───── Data for this exercise ─────
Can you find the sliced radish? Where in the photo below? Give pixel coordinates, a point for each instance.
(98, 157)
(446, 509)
─────
───── Data for this exercise ─────
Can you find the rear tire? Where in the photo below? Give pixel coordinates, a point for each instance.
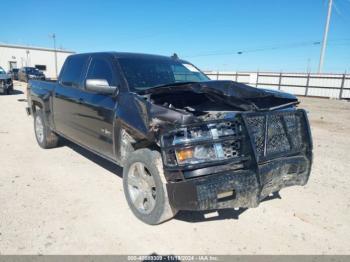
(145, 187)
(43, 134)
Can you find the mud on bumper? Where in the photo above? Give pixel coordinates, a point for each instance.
─────
## Required action
Above are the records; please give again, exactly and in full, only the lines that run from the line with "Can you find the rear" through the line with "Can you find the mud", with no pictures.

## Written answer
Can you find the rear tire? Where in the photo below? Give pixel coordinates, a point for each instance.
(145, 187)
(43, 134)
Can you find the mud on bumper? Where in the photo above? Give pixel coordinates, a point for each instance.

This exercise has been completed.